## Task item
Answer each question from the model-methods excerpt below, with a line for each marked answer.
(a) Which correlation coefficient was calculated among all predictor variables?
(b) How were the species-specific models created?
(c) How many species-specific models were created?

## Extract provided
┌────────
Since predictor variables may be correlated to different extents, we
also calculated the Spearman correlation coefficient among all predictor
variables and used that information to discuss their relative
importance.
To test the transferability of the model and evaluate whether we can
extrapolate correlations detected in a group of well-studied species to
taxa with little or no available genetic data, we additionally created
species-specific models to predict values of DXY in each
species. These models were created by leaving out the genetic data of
one target species at a time and training our model on the remaining
data. This approach differs from the one described above in that
species-specific models directly evaluate how a model trained on all
available data performs when predicting intraspecific genetic breaks
within a single species instead of globally throughout the Atlantic
Forest. We created one species-specific model for each combination of
locus and species in our dataset (n = 37; Table 2).
Both approaches described above (global and species-specific models)
were implemented with four different sets of predictor variables: 1)
└────────
## Entries supplied
┌────────
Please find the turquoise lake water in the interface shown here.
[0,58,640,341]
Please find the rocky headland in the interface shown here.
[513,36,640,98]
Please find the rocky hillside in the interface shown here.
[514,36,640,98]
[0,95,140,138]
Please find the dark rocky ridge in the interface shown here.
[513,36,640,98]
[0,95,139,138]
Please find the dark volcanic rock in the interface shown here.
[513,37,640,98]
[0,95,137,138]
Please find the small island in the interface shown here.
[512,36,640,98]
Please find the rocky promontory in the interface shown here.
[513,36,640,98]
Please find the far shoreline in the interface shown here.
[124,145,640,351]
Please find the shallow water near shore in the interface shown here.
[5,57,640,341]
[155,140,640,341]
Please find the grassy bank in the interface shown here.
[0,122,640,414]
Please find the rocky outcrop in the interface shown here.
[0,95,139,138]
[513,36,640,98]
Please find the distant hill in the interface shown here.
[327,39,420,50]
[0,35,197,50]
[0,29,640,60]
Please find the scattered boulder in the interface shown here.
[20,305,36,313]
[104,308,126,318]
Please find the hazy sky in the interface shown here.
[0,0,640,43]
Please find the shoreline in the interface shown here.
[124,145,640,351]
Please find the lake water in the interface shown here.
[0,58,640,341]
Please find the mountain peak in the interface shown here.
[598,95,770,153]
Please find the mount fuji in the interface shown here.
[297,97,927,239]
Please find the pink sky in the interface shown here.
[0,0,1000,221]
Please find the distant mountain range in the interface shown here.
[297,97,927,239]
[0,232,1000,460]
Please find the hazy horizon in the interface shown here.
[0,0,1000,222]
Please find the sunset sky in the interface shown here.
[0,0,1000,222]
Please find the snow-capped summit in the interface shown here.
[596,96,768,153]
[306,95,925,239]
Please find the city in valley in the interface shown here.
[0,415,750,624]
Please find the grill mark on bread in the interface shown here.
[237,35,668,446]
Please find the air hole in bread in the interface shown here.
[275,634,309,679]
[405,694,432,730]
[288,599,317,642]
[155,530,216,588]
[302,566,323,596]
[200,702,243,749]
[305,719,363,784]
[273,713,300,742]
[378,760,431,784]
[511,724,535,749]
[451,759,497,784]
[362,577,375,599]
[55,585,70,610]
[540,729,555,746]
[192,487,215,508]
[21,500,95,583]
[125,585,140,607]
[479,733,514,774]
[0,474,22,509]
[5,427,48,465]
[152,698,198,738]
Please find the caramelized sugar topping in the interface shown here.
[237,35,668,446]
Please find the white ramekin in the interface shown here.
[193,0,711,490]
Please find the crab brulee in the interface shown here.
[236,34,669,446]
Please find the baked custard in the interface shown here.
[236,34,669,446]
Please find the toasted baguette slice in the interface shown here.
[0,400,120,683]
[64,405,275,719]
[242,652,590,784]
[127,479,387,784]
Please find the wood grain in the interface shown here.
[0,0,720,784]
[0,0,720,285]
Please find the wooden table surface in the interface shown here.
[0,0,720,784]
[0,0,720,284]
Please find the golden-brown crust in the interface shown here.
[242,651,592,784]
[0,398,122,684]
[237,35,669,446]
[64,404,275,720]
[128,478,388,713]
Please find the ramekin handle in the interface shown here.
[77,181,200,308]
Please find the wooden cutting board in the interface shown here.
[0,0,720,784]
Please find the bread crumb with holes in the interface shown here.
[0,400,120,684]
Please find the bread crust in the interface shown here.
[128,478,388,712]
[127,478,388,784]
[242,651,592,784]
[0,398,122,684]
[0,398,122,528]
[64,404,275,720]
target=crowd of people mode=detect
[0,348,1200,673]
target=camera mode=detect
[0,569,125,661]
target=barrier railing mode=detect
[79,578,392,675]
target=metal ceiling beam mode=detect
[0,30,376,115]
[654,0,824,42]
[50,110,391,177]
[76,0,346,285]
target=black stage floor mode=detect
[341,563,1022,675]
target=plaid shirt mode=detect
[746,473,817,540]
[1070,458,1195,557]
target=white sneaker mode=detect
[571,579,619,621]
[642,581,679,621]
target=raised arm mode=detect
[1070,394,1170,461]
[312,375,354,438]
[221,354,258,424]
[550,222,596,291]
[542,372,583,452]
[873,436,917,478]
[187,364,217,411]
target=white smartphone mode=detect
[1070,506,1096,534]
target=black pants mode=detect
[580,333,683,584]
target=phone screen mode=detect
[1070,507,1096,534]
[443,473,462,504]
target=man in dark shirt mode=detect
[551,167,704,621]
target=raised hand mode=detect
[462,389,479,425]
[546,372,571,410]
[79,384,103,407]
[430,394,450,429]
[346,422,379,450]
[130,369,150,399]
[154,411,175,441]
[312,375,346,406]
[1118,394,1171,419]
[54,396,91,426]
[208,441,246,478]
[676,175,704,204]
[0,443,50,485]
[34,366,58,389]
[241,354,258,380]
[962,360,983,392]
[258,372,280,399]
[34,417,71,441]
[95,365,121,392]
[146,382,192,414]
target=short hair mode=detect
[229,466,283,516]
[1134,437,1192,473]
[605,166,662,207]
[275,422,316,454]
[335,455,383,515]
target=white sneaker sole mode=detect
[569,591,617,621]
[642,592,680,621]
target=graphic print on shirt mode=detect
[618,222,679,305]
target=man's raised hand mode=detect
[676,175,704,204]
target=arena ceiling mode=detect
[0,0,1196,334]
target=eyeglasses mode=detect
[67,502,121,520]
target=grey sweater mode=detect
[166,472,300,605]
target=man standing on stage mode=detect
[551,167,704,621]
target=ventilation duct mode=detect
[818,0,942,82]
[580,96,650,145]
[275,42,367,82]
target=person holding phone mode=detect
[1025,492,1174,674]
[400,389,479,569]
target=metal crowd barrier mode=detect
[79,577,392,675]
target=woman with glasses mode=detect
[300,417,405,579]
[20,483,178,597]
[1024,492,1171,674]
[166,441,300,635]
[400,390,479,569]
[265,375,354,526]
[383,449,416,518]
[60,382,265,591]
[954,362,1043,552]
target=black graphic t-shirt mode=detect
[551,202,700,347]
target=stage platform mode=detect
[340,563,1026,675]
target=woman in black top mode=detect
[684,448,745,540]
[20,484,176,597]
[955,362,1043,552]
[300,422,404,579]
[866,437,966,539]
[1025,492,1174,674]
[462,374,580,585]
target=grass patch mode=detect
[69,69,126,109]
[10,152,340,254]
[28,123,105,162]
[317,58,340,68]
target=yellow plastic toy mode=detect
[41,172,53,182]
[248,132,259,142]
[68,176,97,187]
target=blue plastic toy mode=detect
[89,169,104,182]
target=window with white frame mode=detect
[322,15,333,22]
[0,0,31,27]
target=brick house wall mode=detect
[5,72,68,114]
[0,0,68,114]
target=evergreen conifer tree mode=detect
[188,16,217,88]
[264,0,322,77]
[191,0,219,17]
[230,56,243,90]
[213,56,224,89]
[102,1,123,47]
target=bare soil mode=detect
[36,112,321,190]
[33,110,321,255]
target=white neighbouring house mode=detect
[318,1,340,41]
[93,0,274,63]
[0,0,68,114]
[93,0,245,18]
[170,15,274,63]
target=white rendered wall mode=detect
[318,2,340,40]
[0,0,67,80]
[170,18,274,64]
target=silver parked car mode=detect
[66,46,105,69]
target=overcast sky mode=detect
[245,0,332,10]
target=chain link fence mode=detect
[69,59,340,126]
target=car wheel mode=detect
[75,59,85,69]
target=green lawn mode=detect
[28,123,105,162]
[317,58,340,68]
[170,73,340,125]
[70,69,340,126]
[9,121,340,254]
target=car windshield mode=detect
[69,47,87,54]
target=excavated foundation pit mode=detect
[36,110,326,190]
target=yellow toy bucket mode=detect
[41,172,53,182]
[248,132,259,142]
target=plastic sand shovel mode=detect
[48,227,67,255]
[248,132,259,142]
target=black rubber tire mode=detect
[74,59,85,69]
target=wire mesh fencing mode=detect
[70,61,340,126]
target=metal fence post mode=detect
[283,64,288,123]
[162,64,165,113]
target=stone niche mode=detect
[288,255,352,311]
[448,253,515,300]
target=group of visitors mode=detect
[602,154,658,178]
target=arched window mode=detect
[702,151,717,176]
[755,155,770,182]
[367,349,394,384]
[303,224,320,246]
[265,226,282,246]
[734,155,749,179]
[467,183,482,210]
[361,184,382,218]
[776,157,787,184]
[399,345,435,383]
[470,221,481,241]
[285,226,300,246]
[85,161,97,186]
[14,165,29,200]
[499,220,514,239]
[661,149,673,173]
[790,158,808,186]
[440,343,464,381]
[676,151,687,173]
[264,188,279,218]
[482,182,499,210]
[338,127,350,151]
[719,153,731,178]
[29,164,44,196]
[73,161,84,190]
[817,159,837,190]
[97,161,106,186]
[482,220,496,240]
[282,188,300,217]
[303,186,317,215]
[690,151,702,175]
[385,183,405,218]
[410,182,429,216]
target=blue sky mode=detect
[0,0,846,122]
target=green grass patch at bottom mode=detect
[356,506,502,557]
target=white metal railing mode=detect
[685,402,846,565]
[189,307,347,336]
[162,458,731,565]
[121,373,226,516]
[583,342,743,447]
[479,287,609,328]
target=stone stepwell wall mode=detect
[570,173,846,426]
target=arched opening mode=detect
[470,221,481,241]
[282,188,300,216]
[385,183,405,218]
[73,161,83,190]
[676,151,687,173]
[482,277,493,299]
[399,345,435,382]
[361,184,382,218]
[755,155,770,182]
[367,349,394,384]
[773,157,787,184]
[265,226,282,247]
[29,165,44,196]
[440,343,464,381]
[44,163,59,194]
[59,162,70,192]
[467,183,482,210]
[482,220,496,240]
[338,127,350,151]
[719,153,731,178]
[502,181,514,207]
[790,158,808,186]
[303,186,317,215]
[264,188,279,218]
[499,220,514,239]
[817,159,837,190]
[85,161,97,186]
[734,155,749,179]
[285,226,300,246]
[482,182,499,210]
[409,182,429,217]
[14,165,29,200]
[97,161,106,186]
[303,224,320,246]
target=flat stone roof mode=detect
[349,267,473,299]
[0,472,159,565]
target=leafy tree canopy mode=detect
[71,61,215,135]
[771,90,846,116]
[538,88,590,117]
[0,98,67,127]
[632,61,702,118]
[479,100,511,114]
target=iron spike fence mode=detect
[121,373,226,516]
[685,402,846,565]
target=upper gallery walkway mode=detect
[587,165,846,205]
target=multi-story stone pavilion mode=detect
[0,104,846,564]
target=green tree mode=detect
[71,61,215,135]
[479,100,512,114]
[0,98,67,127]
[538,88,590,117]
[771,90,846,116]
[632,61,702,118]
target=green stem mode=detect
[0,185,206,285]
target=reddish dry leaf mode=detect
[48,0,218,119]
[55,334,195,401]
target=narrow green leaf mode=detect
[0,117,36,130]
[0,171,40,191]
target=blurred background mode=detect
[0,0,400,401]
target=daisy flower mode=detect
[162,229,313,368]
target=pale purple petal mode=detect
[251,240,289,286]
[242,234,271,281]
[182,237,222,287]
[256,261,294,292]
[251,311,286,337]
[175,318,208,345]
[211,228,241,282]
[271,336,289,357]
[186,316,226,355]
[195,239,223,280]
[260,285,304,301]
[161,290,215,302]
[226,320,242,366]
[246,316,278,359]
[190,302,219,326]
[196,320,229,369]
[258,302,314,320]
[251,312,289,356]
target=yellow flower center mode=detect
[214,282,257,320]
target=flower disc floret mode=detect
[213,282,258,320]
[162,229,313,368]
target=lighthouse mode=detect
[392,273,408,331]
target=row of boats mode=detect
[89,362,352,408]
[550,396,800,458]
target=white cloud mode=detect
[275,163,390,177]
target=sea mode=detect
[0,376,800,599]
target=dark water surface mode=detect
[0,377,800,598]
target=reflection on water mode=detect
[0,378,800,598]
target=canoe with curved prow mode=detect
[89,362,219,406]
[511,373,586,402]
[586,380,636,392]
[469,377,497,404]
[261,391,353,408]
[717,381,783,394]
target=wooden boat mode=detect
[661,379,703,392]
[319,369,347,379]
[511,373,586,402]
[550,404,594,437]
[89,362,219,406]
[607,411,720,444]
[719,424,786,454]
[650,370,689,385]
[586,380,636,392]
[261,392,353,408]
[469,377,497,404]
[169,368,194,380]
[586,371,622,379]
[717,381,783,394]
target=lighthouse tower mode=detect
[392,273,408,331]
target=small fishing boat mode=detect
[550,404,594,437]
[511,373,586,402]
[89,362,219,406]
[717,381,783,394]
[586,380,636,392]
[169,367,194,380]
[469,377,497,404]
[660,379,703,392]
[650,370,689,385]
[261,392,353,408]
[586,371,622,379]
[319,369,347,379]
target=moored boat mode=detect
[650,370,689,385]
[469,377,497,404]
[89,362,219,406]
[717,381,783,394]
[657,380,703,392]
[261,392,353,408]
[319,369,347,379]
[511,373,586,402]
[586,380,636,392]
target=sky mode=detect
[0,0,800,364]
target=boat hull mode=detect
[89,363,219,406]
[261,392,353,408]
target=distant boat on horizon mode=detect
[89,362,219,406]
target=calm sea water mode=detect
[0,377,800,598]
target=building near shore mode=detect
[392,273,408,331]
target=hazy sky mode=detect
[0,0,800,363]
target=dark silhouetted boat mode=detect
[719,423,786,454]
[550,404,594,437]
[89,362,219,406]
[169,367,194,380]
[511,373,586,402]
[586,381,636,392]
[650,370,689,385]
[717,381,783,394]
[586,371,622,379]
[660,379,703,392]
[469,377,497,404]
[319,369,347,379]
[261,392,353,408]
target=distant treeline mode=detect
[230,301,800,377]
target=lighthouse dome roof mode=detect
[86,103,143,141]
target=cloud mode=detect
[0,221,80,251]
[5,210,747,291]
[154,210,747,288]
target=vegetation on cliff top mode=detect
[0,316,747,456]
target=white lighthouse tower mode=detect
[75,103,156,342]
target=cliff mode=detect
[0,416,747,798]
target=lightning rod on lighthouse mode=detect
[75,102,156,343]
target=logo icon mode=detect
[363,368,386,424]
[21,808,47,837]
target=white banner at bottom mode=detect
└────────
## Final answer
(a) The Spearman correlation coefficient.
(b) The genetic data of one target species at a time were left out, and the model was trained on the remaining data.
(c) 37, one for each combination of locus and species in the dataset.